▶ TEXT SEGMENT:
'''
Finally, as for the opt-out movement, which was also a source of discussion throughout my visit given primarily New Mexico students’ activism in this regard, a related post was recently featured on Gene Glass’s “Education in Two Worlds” readers might also find of interest. His words should also add fodder to those students and parents, teachers, and school board members in support in New Mexico, to keep it going. See Dr. Glass’s full post below.
Can the “Opt Out” Movement Succeed?
There’s a movement growing across the nation. It’s called “Opt Out,” and it means, refusal to subject oneself or one’s children to the rampant standardized testing that has gripped public schools. The tentacles of the accountability testing movement have reached into every quarter of America’s public schools. And the audience for this information is composed of politicians attempting to bust unions, taxpayers hoping to replace high-salary teachers with low-salary teachers, and Realtors dodging red-lining laws while steering clients to the “best schools.” Those urging parents and students to refuse to be tested cite the illegitimacy of these motives and the increasing amount of time for learning that is being given over to assessing learning. At present, the Opt Out movement is small — a few thousand students in Colorado, several hundred in New Mexico, and smatterings of ad hoc parent groups in the East. Some might view these small numbers as no threat to the accountability assessment industry. But the threat is more serious than it appears. Politicians and others want to rank schools and school districts according to their test score averages. Or they want to compare teachers according to their test score gains (Value Added Measurement) and pressure the low scorers or worse. It only takes a modest amount of Opting Out to thwart these uses of the test data. If 10% of the parents at the school say “No” to the standardized test, how do the statisticians adjust or correct for those missing data? Which 10% opted out? The highest scorers? The lowest? A scattering of high and low scorers? And would any statistical sleight of hand to correct for “missing data” stand up in court against a teacher who was fired or a school that was taken over by the state for a “turn around”? I don’t think so.
'''
▶ EXCERPTED DATA:
'''
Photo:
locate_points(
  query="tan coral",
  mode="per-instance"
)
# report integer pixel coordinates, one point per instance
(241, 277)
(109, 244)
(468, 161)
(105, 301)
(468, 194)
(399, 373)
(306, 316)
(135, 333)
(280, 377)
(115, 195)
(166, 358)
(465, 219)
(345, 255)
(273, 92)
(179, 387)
'''
▶ BRIEF 1: In the text on the Opt Out movement, how large is the movement in Colorado?
▶ BRIEF 2: Continue the text on the Opt Out movement from where it stops.

▶ TASK OUTPUT 1: A few thousand students.

▶ TASK OUTPUT 2:
Gene V Glass
Arizona State University
National Education Policy Center
University of Colorado Boulder
This is a clear and concise snapshot of the state of public education in New Mexico.
Thank you.
Recently looking at the PARCC (Pearson) contract I saw that New Mexico was using SGPs. Some interesting comments about SGPs. In NJ we are using SGPs with the median scores of the class, yet PARCC recommends the mean to be used instead. Even they cannot get this junk science right and who knows what we actually end up with!